Dataset items
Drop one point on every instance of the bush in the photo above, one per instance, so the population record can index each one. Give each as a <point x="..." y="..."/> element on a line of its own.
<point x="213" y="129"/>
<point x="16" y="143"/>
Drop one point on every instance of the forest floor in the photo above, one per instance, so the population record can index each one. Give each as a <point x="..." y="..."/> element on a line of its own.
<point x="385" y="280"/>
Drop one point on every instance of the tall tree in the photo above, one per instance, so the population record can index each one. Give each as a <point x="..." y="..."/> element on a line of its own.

__What the exercise asks__: Copy the entire listing above word for word, leaving every line unchanged.

__Task response__:
Drop one point on every instance of the bush in the photo above, one per instance, so the population record can index each one. Give each as a <point x="..." y="..."/> element on a line of its own.
<point x="213" y="129"/>
<point x="16" y="143"/>
Drop one point on every instance of the forest floor in the photo above, one per instance, so the population record can index each one. Give each as a <point x="..." y="..."/> element on a line of its own.
<point x="385" y="280"/>
Drop one point on every instance of the tall tree in the photo above, one per instance, so the population record can index each one. Give each as a <point x="..." y="..."/> element on a line of its own.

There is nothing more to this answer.